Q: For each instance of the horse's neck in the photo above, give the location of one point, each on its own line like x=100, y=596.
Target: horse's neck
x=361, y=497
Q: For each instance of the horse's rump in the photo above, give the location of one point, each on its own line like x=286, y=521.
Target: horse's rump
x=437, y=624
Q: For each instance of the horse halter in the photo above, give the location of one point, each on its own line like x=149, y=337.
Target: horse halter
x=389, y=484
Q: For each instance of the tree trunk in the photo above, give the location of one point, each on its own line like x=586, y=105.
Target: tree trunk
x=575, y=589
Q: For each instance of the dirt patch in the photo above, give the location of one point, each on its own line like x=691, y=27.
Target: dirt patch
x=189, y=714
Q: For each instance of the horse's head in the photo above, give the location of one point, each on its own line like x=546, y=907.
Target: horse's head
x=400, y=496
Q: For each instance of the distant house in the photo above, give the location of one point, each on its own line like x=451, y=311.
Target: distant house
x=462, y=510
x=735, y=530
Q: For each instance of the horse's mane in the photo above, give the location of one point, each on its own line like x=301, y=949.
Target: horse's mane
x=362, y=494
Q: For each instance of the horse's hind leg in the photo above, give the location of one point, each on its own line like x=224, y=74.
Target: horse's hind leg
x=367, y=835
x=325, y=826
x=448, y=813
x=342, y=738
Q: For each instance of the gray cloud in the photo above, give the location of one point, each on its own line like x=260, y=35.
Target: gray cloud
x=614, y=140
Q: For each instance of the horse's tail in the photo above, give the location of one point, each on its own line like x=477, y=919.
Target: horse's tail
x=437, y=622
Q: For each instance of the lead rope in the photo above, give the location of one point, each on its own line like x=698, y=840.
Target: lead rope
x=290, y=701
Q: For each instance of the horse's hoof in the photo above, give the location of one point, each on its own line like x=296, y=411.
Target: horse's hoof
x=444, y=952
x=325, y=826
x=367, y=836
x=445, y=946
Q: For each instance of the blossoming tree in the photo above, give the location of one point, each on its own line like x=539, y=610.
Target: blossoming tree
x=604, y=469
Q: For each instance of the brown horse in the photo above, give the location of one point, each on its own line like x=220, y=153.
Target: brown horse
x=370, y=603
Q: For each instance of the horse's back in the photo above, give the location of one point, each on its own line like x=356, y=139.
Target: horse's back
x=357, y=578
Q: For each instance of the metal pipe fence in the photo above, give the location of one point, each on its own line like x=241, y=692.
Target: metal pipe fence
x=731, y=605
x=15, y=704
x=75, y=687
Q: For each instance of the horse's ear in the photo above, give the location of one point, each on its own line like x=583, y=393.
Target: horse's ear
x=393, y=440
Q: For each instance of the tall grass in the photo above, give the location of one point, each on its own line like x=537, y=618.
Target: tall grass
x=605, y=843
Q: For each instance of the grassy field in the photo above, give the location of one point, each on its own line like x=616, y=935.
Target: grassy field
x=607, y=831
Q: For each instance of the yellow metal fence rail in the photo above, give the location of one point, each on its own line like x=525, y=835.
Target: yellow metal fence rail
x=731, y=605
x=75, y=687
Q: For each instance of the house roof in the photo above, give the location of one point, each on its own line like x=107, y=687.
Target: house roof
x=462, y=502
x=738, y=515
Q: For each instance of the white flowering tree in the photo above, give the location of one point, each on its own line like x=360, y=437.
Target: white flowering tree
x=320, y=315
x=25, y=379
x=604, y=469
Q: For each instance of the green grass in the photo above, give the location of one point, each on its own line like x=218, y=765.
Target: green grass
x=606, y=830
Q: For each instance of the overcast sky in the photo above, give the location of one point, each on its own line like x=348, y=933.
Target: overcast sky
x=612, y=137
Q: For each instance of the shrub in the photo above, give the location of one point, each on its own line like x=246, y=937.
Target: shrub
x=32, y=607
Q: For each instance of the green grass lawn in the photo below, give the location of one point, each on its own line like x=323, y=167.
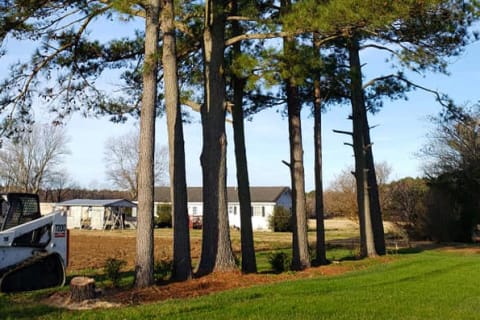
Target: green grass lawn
x=426, y=285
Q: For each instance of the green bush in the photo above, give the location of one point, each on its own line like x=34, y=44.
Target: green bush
x=164, y=216
x=162, y=269
x=280, y=261
x=281, y=220
x=112, y=269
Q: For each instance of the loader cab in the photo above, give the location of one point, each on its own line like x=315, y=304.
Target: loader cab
x=17, y=209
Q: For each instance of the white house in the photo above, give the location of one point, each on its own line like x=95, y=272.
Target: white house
x=264, y=200
x=97, y=214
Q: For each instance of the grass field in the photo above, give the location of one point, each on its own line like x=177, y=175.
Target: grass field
x=435, y=284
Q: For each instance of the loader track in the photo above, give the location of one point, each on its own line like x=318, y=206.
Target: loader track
x=42, y=270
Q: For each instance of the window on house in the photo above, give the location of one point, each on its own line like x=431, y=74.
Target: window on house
x=258, y=211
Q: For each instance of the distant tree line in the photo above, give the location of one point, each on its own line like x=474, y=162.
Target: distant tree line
x=215, y=57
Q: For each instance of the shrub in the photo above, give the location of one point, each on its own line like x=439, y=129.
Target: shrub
x=162, y=269
x=280, y=261
x=281, y=219
x=112, y=269
x=164, y=216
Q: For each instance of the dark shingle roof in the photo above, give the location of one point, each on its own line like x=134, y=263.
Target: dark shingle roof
x=258, y=194
x=98, y=203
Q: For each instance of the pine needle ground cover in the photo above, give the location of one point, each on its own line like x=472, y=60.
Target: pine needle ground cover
x=437, y=284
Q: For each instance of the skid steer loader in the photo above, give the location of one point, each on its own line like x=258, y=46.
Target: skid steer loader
x=33, y=248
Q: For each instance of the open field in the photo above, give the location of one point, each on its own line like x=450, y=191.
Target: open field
x=434, y=284
x=416, y=283
x=90, y=248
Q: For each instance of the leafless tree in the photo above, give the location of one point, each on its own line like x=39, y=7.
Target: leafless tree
x=121, y=159
x=33, y=158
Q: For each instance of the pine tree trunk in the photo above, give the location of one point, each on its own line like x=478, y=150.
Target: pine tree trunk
x=300, y=253
x=216, y=253
x=182, y=265
x=144, y=257
x=375, y=209
x=367, y=245
x=82, y=288
x=321, y=254
x=249, y=263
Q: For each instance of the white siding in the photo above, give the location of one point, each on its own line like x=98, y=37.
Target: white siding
x=262, y=211
x=74, y=217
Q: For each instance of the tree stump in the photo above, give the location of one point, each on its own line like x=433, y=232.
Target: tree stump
x=82, y=288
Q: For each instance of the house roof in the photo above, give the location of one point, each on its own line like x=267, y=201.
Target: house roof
x=98, y=203
x=257, y=194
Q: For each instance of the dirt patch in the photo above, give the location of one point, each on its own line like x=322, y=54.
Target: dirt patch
x=89, y=250
x=188, y=289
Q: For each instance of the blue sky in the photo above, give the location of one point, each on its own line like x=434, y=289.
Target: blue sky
x=401, y=131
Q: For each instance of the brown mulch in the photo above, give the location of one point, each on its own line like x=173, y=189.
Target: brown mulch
x=89, y=250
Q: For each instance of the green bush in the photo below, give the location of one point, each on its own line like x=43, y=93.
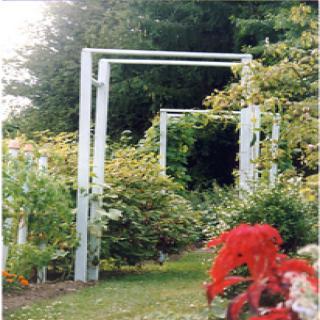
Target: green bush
x=201, y=149
x=44, y=200
x=153, y=216
x=283, y=207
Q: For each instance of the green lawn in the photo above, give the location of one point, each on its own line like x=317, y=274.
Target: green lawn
x=173, y=291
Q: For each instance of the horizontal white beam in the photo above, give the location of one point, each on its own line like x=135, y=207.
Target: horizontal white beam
x=173, y=54
x=96, y=83
x=195, y=111
x=173, y=62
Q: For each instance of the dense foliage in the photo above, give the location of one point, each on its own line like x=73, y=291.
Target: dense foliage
x=283, y=207
x=43, y=201
x=137, y=91
x=150, y=215
x=284, y=80
x=201, y=148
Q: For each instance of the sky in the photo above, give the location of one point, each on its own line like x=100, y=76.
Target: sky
x=15, y=32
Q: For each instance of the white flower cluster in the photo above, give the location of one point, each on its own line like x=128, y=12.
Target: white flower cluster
x=303, y=299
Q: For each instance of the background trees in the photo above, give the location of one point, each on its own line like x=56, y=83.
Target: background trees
x=138, y=92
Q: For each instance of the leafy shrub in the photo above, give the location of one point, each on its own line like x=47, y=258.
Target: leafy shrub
x=44, y=201
x=153, y=216
x=200, y=149
x=283, y=207
x=207, y=202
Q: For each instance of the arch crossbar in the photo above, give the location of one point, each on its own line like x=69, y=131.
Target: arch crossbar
x=85, y=269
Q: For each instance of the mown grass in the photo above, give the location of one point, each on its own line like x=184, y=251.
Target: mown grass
x=172, y=291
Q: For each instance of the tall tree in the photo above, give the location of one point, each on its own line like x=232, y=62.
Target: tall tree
x=137, y=92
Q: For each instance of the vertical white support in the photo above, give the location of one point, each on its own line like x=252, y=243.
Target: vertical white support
x=255, y=118
x=42, y=274
x=83, y=165
x=274, y=148
x=163, y=141
x=244, y=153
x=98, y=163
x=249, y=134
x=14, y=147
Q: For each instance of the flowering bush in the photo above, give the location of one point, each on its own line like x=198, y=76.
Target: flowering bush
x=270, y=272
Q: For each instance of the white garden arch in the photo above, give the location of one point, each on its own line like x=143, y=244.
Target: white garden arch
x=86, y=271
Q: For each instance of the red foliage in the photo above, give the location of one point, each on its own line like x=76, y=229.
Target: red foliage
x=257, y=247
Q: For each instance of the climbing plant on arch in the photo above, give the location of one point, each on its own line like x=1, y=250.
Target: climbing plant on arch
x=249, y=128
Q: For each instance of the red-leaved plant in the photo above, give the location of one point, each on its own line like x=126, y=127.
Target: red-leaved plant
x=257, y=247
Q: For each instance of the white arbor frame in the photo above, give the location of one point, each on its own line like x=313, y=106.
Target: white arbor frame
x=83, y=272
x=248, y=152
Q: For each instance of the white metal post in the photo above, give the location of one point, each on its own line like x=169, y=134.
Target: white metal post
x=249, y=134
x=23, y=223
x=98, y=164
x=163, y=141
x=83, y=165
x=42, y=273
x=14, y=147
x=255, y=119
x=244, y=153
x=274, y=148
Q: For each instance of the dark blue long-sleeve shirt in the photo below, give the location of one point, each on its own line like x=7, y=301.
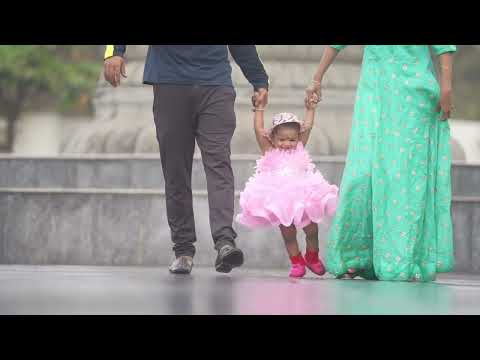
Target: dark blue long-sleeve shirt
x=198, y=64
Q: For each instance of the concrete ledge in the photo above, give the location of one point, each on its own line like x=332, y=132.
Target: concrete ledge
x=129, y=227
x=144, y=171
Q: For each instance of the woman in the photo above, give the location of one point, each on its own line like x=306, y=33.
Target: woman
x=393, y=221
● ● ●
Lay out the entries as a Markdown table with the columns "Row" and "Line," giving each line a row number and leaving out blank lines. Begin at the first line of the entries and stop after the line that contains "x=445, y=946".

| Row | Line |
|---|---|
| 1 | Q: For each instance of the horse's neck in the photo above, give the location of one point, each on its own line like x=100, y=596. |
| 2 | Target: horse's neck |
| 3 | x=361, y=497 |
| 4 | Q: For each instance of the horse's rump in the photo above, give the location of one point, each on its own line like x=286, y=521. |
| 5 | Target: horse's rump |
| 6 | x=437, y=624 |
| 7 | Q: For each instance of the horse halter in the photo above, give the location of one point, each on its own line like x=149, y=337. |
| 8 | Target: horse halter |
| 9 | x=389, y=484 |
| 10 | Q: For each instance of the tree trunk in the photo above, give the location of one point, each on its own line like x=586, y=105. |
| 11 | Target: tree trunk |
| 12 | x=575, y=589 |
| 13 | Q: For each instance of the dirt patch in the photo above, give the location of one point, each on its own line like x=691, y=27. |
| 14 | Target: dirt patch |
| 15 | x=189, y=714 |
| 16 | Q: For each instance of the horse's head in the photo above, give the location of one point, each on its own line like x=546, y=907. |
| 17 | Target: horse's head |
| 18 | x=400, y=496 |
| 19 | Q: For each instance of the distant house in the photo above, give the location of one point, each on its own line like x=451, y=311. |
| 20 | Target: distant house |
| 21 | x=462, y=510 |
| 22 | x=735, y=530 |
| 23 | Q: For each instance of the horse's mane in the photo above, give the location of one point, each on its own line like x=301, y=949. |
| 24 | Target: horse's mane |
| 25 | x=362, y=494 |
| 26 | Q: For each instance of the horse's hind leg in the photo above, give the location of one point, each on its own line like x=224, y=74. |
| 27 | Target: horse's hind leg |
| 28 | x=367, y=835 |
| 29 | x=325, y=826 |
| 30 | x=448, y=813 |
| 31 | x=342, y=738 |
| 32 | Q: For each instance of the gray cloud in the photo above, give the location of one point, each on its own line like x=260, y=35. |
| 33 | Target: gray cloud |
| 34 | x=614, y=140 |
| 35 | Q: For each instance of the horse's tail in the photo above, give the location of one point, each on its own line like x=477, y=919. |
| 36 | Target: horse's tail |
| 37 | x=437, y=622 |
| 38 | Q: For each instance of the lead rope in the photo above, give the location of one point, each on its own line like x=698, y=840. |
| 39 | Target: lead rope |
| 40 | x=290, y=701 |
| 41 | Q: For each instance of the horse's hoof in the photo above, give the location of one point, each on its own line like x=296, y=411. |
| 42 | Target: horse's hoof |
| 43 | x=444, y=952 |
| 44 | x=325, y=826 |
| 45 | x=367, y=836 |
| 46 | x=445, y=946 |